**Problem to solve:**
Tally the lines in the listing below that contain the string "grass", with case counting, and give only that number.

#### Supplied data

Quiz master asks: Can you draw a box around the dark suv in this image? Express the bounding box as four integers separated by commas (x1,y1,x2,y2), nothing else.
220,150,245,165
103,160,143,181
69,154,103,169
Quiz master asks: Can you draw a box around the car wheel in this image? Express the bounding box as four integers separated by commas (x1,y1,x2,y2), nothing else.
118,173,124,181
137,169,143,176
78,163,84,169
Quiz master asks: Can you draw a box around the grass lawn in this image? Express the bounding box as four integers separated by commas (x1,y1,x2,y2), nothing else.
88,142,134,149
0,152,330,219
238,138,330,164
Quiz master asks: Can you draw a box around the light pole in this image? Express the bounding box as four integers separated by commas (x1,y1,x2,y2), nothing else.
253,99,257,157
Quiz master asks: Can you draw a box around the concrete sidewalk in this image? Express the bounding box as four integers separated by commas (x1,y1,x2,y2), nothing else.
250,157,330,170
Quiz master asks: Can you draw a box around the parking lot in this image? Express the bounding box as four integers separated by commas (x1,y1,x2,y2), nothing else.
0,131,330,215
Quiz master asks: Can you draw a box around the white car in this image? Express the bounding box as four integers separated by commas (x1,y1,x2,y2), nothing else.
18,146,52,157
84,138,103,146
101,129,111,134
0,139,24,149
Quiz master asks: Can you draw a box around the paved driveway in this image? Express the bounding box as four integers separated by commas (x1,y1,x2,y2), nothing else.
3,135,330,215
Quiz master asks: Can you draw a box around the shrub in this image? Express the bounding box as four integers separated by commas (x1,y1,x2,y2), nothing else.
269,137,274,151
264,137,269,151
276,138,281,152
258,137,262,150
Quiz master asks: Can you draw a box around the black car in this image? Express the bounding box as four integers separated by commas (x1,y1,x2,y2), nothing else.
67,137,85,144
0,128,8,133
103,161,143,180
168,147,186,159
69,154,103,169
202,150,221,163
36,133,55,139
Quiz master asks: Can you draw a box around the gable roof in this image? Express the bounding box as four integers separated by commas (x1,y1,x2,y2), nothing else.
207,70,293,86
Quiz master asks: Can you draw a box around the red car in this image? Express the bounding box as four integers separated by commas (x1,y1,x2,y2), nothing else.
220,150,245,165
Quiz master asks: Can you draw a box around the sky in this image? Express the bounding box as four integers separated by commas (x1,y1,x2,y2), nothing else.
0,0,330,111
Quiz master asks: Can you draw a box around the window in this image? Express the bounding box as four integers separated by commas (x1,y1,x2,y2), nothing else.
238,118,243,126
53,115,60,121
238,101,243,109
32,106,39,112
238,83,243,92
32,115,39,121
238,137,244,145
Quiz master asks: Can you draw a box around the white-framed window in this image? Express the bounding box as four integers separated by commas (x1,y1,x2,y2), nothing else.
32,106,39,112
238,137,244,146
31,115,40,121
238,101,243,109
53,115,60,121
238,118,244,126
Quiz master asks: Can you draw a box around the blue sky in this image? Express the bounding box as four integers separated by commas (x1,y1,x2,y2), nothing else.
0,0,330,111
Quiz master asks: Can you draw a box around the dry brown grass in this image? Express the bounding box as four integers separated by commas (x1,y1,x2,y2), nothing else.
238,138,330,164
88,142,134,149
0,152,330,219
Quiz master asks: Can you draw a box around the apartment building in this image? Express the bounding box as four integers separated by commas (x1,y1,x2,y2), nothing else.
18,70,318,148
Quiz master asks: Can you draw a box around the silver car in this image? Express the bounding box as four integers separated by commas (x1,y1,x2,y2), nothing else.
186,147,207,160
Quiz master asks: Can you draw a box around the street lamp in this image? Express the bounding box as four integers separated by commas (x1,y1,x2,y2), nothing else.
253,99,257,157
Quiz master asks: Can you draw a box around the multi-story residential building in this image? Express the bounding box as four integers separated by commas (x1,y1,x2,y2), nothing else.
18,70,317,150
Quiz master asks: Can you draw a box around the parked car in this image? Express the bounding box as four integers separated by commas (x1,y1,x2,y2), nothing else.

########

**Full output:**
2